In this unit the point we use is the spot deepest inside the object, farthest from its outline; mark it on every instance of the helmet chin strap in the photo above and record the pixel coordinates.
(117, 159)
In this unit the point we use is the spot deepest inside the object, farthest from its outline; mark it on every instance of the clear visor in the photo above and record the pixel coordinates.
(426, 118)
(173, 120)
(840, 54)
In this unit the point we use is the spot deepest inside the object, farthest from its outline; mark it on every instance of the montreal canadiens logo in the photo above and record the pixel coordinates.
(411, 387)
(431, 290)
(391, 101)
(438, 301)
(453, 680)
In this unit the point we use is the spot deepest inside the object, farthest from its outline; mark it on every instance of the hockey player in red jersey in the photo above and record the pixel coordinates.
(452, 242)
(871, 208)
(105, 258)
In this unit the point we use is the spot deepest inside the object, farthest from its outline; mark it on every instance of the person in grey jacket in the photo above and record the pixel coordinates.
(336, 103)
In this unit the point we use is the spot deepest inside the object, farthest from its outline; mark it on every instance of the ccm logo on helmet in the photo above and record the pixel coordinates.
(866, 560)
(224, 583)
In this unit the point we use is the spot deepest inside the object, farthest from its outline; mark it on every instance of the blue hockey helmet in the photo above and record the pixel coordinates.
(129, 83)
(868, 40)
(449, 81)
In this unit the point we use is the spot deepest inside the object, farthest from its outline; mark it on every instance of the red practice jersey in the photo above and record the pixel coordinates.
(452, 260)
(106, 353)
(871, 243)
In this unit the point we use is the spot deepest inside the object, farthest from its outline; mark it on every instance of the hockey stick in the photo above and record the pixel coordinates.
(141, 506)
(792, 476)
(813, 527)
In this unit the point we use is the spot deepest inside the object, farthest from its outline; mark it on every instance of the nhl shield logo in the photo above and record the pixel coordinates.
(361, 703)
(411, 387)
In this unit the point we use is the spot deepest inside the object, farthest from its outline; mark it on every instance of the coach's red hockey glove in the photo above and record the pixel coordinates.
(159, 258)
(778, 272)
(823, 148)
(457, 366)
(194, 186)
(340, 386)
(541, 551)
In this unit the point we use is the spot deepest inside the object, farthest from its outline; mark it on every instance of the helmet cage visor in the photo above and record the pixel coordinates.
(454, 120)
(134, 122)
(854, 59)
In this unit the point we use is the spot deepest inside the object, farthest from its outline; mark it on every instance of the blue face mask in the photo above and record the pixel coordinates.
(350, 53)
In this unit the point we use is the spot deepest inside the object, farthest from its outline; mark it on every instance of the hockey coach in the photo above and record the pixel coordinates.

^^^^^^^^^^^^^^^^

_WHAT THE TASK REQUIRES_
Transcribe all of the data above, character for character.

_ANSWER TO THIS EXERCISE_
In this unit the point we use is the spot deepest inside the object, farthest from its outline; mark it on every instance of the helmet chin strap in the photo above and record the pixel coordinates.
(117, 159)
In this unit the point we use is the spot deepest inside the object, farthest from its outline; mark it on every instance of the clear visor in the photo above and record the pixel coordinates.
(426, 118)
(173, 120)
(840, 54)
In this unit the point we use is the spot deepest inside the object, farthest from its outline; mark it on every instance of the montreal canadiens logo in the photo above and record the pixel coordinates.
(411, 387)
(431, 290)
(391, 101)
(438, 301)
(453, 680)
In this unit the point we use is the spot deepest inside the object, farthest from its outline; mark it on every instance of the hockey player in red jersey in the photo above and record the pixel coordinates.
(452, 242)
(871, 208)
(105, 258)
In this unit the point we use is the spot deepest inside the object, farthest from its outline; mark it on every instance of the person in grey jacket in the photo above and record the pixel coordinates.
(336, 103)
In this unit the point we use is the spot deepest inside the object, farthest from its outline; mark it on every instance of the ccm logo on helmet in the photo above and record the pixel coordinates.
(866, 560)
(224, 583)
In this unit the point we use is the spot deepest inside the object, farthest from its outline; mark it on every instance of the blue hockey helmet in the photo above and record the pixel coordinates.
(129, 83)
(868, 40)
(449, 81)
In this unit the point we use is the spot deepest inside the object, farthest from its outline; mark it on every instance of the red practice jersey in the photo above and record the pixel coordinates.
(452, 260)
(106, 353)
(871, 243)
In this unit the point we use is the spot deepest inside the object, farthest from its outline; mark it on every instance of the hockey stick in the photo above and record the pixel coordinates.
(141, 506)
(792, 476)
(813, 527)
In this unit the point we use is the spot deepest inside the object, farthest from its outline; mark it on every instance of the nhl shield logo in the photo above and record the pixel coordinates.
(361, 703)
(411, 387)
In this unit the point we use is the spot deepest inside the object, farthest from its outline; mark it on every instance of the coach's red hockey glove in the photo above and record the pixel coordinates.
(159, 258)
(778, 272)
(823, 148)
(457, 366)
(194, 186)
(340, 386)
(541, 551)
In this unit the point we use is the spot deepest inside the object, farthest from its outline; mark it on every instance of the helmet cage visor in the photo above and record the pixel coordinates.
(454, 120)
(134, 122)
(854, 59)
In this unit the point we use is the spot deepest inside the object, farthest from its outline; mark it on every instance of the blue face mask in the photo above and record the pixel coordinates.
(350, 53)
In this unit the point we use is the spot deepest inside the object, farthest from its outline; mark it on every instance of the hockey coach in the photo above and record the pixel coordinates.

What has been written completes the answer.